### Dataset excerpts on object pointing
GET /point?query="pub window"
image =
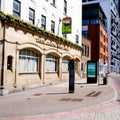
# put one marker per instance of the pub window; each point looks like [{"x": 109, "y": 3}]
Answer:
[
  {"x": 31, "y": 15},
  {"x": 51, "y": 63},
  {"x": 16, "y": 8},
  {"x": 9, "y": 63},
  {"x": 28, "y": 61},
  {"x": 43, "y": 22}
]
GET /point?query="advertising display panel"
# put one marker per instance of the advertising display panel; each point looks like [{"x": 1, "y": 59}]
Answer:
[{"x": 92, "y": 71}]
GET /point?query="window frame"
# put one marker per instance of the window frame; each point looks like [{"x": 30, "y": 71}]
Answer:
[
  {"x": 16, "y": 12},
  {"x": 51, "y": 62},
  {"x": 31, "y": 57}
]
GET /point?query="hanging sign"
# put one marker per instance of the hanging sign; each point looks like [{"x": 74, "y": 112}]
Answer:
[{"x": 66, "y": 25}]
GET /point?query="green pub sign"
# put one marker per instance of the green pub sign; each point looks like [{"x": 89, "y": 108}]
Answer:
[{"x": 66, "y": 25}]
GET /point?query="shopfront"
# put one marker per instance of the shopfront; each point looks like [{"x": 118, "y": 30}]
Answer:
[{"x": 31, "y": 57}]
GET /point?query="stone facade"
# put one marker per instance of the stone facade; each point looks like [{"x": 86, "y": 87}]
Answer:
[{"x": 16, "y": 36}]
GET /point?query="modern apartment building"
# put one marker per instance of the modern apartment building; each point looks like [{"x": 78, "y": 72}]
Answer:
[
  {"x": 111, "y": 9},
  {"x": 94, "y": 28},
  {"x": 33, "y": 50}
]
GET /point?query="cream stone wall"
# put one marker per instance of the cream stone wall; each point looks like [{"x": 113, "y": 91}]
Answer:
[{"x": 18, "y": 38}]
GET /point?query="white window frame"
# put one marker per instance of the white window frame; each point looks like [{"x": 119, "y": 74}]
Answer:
[
  {"x": 51, "y": 63},
  {"x": 28, "y": 63}
]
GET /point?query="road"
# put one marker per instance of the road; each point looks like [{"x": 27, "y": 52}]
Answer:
[{"x": 89, "y": 102}]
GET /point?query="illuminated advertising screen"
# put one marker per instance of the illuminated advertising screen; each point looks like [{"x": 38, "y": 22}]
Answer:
[{"x": 91, "y": 71}]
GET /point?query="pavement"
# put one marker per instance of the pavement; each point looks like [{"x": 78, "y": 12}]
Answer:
[{"x": 54, "y": 102}]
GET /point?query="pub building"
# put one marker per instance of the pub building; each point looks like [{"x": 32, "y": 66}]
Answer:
[{"x": 31, "y": 57}]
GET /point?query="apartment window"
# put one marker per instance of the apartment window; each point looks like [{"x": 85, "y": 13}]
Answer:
[
  {"x": 43, "y": 22},
  {"x": 16, "y": 8},
  {"x": 51, "y": 63},
  {"x": 31, "y": 15},
  {"x": 65, "y": 64},
  {"x": 65, "y": 6},
  {"x": 28, "y": 61},
  {"x": 52, "y": 26},
  {"x": 77, "y": 39}
]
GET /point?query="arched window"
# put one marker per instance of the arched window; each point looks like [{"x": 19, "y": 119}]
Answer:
[
  {"x": 51, "y": 63},
  {"x": 28, "y": 61},
  {"x": 65, "y": 65}
]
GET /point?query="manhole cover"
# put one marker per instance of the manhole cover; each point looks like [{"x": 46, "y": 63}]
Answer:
[
  {"x": 96, "y": 94},
  {"x": 37, "y": 94},
  {"x": 71, "y": 99},
  {"x": 93, "y": 94}
]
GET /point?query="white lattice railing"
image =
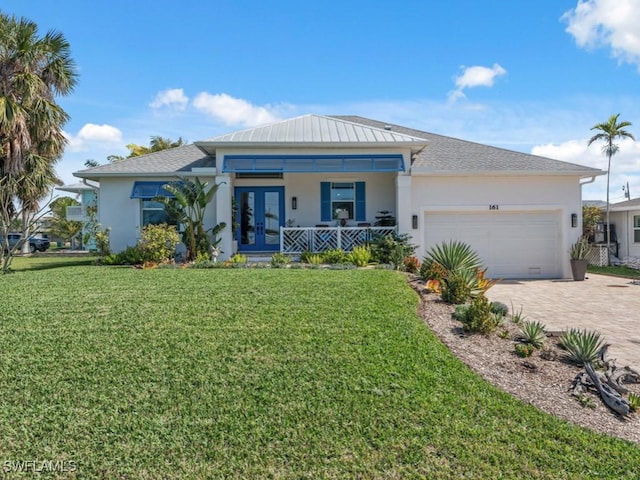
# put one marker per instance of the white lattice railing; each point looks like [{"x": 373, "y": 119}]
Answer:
[
  {"x": 597, "y": 255},
  {"x": 320, "y": 239}
]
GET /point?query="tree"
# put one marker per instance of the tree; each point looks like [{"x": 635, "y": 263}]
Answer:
[
  {"x": 591, "y": 215},
  {"x": 187, "y": 207},
  {"x": 156, "y": 144},
  {"x": 60, "y": 226},
  {"x": 33, "y": 71},
  {"x": 609, "y": 131}
]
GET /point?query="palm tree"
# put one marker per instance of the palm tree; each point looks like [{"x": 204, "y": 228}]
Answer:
[
  {"x": 187, "y": 207},
  {"x": 609, "y": 131},
  {"x": 33, "y": 71}
]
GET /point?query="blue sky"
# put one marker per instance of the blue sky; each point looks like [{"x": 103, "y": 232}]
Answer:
[{"x": 531, "y": 76}]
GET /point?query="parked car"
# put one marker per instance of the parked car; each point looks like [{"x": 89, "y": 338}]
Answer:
[{"x": 35, "y": 243}]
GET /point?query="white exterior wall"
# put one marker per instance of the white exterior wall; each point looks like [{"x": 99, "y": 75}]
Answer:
[
  {"x": 123, "y": 215},
  {"x": 509, "y": 193},
  {"x": 624, "y": 229},
  {"x": 380, "y": 188}
]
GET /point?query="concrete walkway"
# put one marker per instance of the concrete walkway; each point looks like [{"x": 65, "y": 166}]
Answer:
[{"x": 609, "y": 305}]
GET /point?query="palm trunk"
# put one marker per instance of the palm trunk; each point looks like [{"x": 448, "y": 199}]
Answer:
[{"x": 608, "y": 224}]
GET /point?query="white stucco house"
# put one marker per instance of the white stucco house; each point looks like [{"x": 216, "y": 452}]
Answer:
[
  {"x": 625, "y": 218},
  {"x": 295, "y": 182}
]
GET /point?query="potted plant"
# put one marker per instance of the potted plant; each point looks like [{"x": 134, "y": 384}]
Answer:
[{"x": 578, "y": 254}]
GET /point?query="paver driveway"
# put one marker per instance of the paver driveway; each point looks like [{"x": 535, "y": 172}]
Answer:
[{"x": 609, "y": 305}]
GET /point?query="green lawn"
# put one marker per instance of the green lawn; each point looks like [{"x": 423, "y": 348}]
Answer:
[{"x": 256, "y": 373}]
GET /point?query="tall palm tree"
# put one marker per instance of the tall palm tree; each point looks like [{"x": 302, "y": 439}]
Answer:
[
  {"x": 33, "y": 70},
  {"x": 187, "y": 207},
  {"x": 609, "y": 131}
]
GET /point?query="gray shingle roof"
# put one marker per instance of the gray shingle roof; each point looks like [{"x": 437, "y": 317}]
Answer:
[
  {"x": 626, "y": 205},
  {"x": 447, "y": 155},
  {"x": 166, "y": 162},
  {"x": 314, "y": 130}
]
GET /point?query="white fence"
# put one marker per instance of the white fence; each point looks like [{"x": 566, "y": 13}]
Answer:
[{"x": 320, "y": 239}]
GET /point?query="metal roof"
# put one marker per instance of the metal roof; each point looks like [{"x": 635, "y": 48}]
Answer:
[
  {"x": 174, "y": 161},
  {"x": 313, "y": 130},
  {"x": 449, "y": 156}
]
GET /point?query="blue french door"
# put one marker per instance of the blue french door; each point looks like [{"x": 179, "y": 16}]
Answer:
[{"x": 260, "y": 214}]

### Your goal
Reproduce every record above exactly, but leave out the pictures.

### Result
GET /point?query="pub window"
image =
# put one marker per instance of the pub window; each point looks like [{"x": 109, "y": 3}]
Answer:
[
  {"x": 31, "y": 15},
  {"x": 51, "y": 63},
  {"x": 16, "y": 8},
  {"x": 9, "y": 63},
  {"x": 28, "y": 61},
  {"x": 43, "y": 22}
]
GET /point?query="advertising display panel"
# put one marker per instance of the advertising display panel; each point looks like [{"x": 1, "y": 59}]
Answer:
[{"x": 92, "y": 71}]
GET /point?query="window frame"
# put one marker per instance of the window frame; each point looks like [{"x": 30, "y": 71}]
Answer:
[
  {"x": 16, "y": 12},
  {"x": 51, "y": 62},
  {"x": 31, "y": 57}
]
GET /point?query="hanging sign"
# put one marker per instance of the hanging sign; each point looks like [{"x": 74, "y": 112}]
Answer:
[{"x": 66, "y": 25}]
GET /point?query="green pub sign"
# put one marker per instance of the green pub sign; each point looks like [{"x": 89, "y": 108}]
Answer:
[{"x": 66, "y": 25}]
GET /point?query="shopfront"
# put one marker per instance of the shopfront; each point looks like [{"x": 118, "y": 30}]
Answer:
[{"x": 31, "y": 57}]
GET /point?query="stone facade"
# put one marker per instance of the stone facade; each point looks like [{"x": 86, "y": 87}]
Answer:
[{"x": 16, "y": 36}]
GET /point?query="modern apartment building"
# put one marker per instance of the modern apartment building; each point looks like [{"x": 78, "y": 72}]
Answer:
[
  {"x": 111, "y": 9},
  {"x": 94, "y": 28},
  {"x": 33, "y": 50}
]
GET /point?query="cream stone wall"
# put one marker per instance of the cream stone wall; each point looks like [{"x": 113, "y": 91}]
Answer:
[{"x": 18, "y": 38}]
GET /point?query="white window frame"
# put one marker per instance of the white window frame; each point looks like [{"x": 119, "y": 74}]
Answer:
[
  {"x": 51, "y": 63},
  {"x": 28, "y": 63}
]
GET /point?query="road"
# put one marker per instance of the road; each point looks like [{"x": 27, "y": 52}]
Answer:
[{"x": 89, "y": 102}]
GET /point?query="illuminated advertising screen"
# put one marker per instance of the illuminated advertising screen; each point looks like [{"x": 38, "y": 22}]
Answer:
[{"x": 91, "y": 71}]
GET /point?query="pavement"
# put one marker per instance of the pavement; each point looks like [{"x": 78, "y": 12}]
Answer:
[{"x": 54, "y": 102}]
GET /point?query="pub building"
# put one marker per instance of the pub building; each point looks like [{"x": 32, "y": 66}]
Answer:
[{"x": 31, "y": 57}]
GET /point?query="apartment window"
# put one marker per instance of the apartment window; each point looks like [{"x": 85, "y": 13}]
Answer:
[
  {"x": 43, "y": 22},
  {"x": 16, "y": 8},
  {"x": 51, "y": 63},
  {"x": 31, "y": 15},
  {"x": 65, "y": 64},
  {"x": 65, "y": 6},
  {"x": 28, "y": 61},
  {"x": 52, "y": 26},
  {"x": 77, "y": 39}
]
GET /point?query="arched window"
# put one marker per instance of the arched window; each point looks like [{"x": 19, "y": 119}]
Answer:
[
  {"x": 51, "y": 63},
  {"x": 28, "y": 61},
  {"x": 65, "y": 65}
]
GET /point?query="manhole cover"
# put one marker per instance of the manhole cover; each point looks like [{"x": 46, "y": 63}]
Answer:
[
  {"x": 96, "y": 94},
  {"x": 37, "y": 94},
  {"x": 71, "y": 99},
  {"x": 93, "y": 94}
]
GET /point?query="white lattice railing"
image =
# put one marker per instance of the white lattice railing; each point looks like [{"x": 373, "y": 119}]
Answer:
[
  {"x": 597, "y": 255},
  {"x": 320, "y": 239}
]
GET /point?query="tree"
# put one marker per instance of the tree; each point looks like [{"x": 635, "y": 263}]
Answer:
[
  {"x": 591, "y": 215},
  {"x": 187, "y": 207},
  {"x": 156, "y": 144},
  {"x": 60, "y": 226},
  {"x": 33, "y": 71},
  {"x": 609, "y": 131}
]
GET /point?query="palm tree"
# put one marker per instance of the palm tree; each point looks like [{"x": 204, "y": 228}]
Answer:
[
  {"x": 187, "y": 207},
  {"x": 609, "y": 131},
  {"x": 33, "y": 71}
]
GET /point?query="blue sky"
# put one marker per instance of the blue sky; each point looks like [{"x": 103, "y": 232}]
Answer:
[{"x": 531, "y": 76}]
GET /point?query="parked car"
# put one marker per instance of the parked car; each point looks like [{"x": 89, "y": 338}]
Answer:
[{"x": 35, "y": 243}]
GET /point?query="white exterior wall"
# put one marker per instance of the white exterior wall; each point looks like [{"x": 99, "y": 75}]
Answer:
[
  {"x": 123, "y": 215},
  {"x": 509, "y": 193},
  {"x": 624, "y": 229},
  {"x": 380, "y": 188}
]
GET /point?query="concrete walkway"
# put one marker per instance of the concrete walkway; each point looks like [{"x": 65, "y": 166}]
Answer:
[{"x": 609, "y": 305}]
GET /point?query="palm trunk"
# put one marker per instance of the palm trunk; each point looks like [{"x": 448, "y": 199}]
Answer:
[{"x": 608, "y": 224}]
GET /point?query="white stucco house"
# put one marker per instance of the white stucco house; each point looks like [{"x": 216, "y": 452}]
Answer:
[
  {"x": 625, "y": 218},
  {"x": 295, "y": 182}
]
GET /point?query="potted plant"
# put one marker per instance of the potted plant; each point looks like [{"x": 134, "y": 384}]
Answer:
[{"x": 578, "y": 254}]
GET /point?query="paver driveway"
# put one marker per instance of the paver driveway; each point looks like [{"x": 535, "y": 172}]
Answer:
[{"x": 609, "y": 305}]
GET /point?query="green lawn"
# put one marker per instance of the green lawn; each point looks like [{"x": 423, "y": 348}]
Answer:
[{"x": 256, "y": 373}]
GET /point?query="tall palm tree"
# put one marker per instance of the tall palm tree; each point looks like [{"x": 302, "y": 439}]
Answer:
[
  {"x": 33, "y": 70},
  {"x": 187, "y": 207},
  {"x": 609, "y": 131}
]
GET /point?query="gray shingle roof"
# put one marker per instance of the gray shingle roof; each point looks like [{"x": 437, "y": 317}]
Answer:
[
  {"x": 626, "y": 205},
  {"x": 447, "y": 155},
  {"x": 166, "y": 162},
  {"x": 314, "y": 130}
]
GET /point?query="white fence"
# put one marker per instance of the white fence; each point looks like [{"x": 566, "y": 13}]
Answer:
[{"x": 320, "y": 239}]
GET /point?query="metal roof"
# put one marker per instance of the metal roof; each point looks like [{"x": 635, "y": 48}]
Answer:
[
  {"x": 174, "y": 161},
  {"x": 313, "y": 130},
  {"x": 449, "y": 156}
]
GET /point?query="blue french door"
# put one marker per instance of the blue french door; each point looks like [{"x": 179, "y": 16}]
Answer:
[{"x": 260, "y": 214}]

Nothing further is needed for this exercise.